(Excerpts from point annotation data)
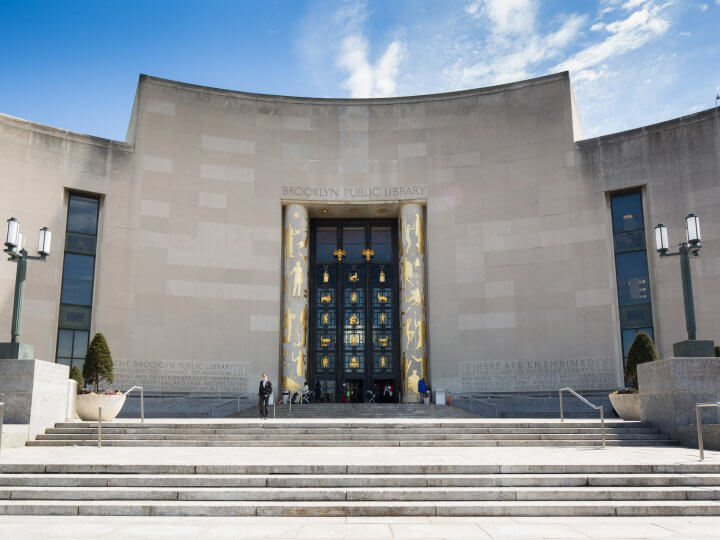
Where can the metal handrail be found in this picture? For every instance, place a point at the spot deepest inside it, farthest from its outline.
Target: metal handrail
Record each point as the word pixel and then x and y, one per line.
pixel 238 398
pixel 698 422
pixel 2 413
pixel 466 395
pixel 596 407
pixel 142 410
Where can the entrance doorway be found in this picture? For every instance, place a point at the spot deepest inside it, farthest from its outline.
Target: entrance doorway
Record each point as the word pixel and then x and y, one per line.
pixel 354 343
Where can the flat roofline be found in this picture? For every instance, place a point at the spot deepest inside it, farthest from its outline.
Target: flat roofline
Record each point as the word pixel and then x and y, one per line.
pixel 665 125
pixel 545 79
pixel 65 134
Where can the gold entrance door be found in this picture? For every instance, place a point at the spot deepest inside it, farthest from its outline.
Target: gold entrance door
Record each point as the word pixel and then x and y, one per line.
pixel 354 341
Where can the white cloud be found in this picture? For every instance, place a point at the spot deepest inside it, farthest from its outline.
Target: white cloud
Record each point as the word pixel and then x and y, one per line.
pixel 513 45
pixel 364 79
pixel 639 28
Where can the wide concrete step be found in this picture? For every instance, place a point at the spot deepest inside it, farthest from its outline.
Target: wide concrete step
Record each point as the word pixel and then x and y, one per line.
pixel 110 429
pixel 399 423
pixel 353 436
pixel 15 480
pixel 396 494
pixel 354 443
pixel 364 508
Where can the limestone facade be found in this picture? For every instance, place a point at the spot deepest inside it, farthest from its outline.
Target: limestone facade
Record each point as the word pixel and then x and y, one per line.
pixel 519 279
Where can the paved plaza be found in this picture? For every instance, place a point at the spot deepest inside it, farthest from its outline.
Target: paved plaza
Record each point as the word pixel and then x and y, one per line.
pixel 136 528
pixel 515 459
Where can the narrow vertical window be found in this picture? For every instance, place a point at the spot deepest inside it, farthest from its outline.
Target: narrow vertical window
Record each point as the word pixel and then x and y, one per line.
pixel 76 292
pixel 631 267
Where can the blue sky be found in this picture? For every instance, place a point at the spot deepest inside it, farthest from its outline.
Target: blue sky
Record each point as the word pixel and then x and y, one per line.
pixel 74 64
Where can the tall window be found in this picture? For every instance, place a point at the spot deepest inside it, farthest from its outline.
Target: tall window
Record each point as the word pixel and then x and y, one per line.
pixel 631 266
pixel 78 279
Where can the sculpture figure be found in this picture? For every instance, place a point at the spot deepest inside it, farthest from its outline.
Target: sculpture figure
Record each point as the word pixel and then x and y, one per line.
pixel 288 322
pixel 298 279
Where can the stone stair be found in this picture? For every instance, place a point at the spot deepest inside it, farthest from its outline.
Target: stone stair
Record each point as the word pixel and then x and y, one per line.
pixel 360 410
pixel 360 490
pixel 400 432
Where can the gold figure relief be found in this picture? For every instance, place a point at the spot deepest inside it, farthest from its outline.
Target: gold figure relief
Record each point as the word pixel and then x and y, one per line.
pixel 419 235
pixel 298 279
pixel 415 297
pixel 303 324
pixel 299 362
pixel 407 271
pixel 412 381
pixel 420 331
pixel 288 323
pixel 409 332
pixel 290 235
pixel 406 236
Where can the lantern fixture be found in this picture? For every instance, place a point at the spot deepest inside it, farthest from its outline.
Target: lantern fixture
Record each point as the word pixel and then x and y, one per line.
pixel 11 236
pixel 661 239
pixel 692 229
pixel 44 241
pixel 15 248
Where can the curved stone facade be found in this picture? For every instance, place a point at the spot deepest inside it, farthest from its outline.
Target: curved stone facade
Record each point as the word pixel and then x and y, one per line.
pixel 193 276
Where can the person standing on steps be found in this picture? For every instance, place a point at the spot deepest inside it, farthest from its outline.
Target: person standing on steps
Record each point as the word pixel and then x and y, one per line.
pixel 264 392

**EXERCISE TASK:** Rewrite the items from the line containing "Where can the lantern" through the last one, swapping "lantern fixture" for "wall lamp" and keeping everything else the same.

**THE RESULT:**
Where can the wall lamp be found in this picture? For every instance, place a point at the spot deepest inside it, farthest from its outline.
Target: wall lamp
Record each point as the word pixel and then x and y, one per line.
pixel 11 236
pixel 661 239
pixel 692 229
pixel 44 241
pixel 15 248
Where can the curved stone facade be found in this picture? For every instance, place a point at the spot deepest inside it, farthest from its outline.
Target: curved stone facade
Record each point as the word pixel and then x and y, one per line.
pixel 193 276
Where can the person standing on steps be found in this picture? For every instance, place a point at the spot deepest inside it, farthest from its outline.
Target: person standing on steps
Record each point as the word pixel and then x and y, one per line.
pixel 264 392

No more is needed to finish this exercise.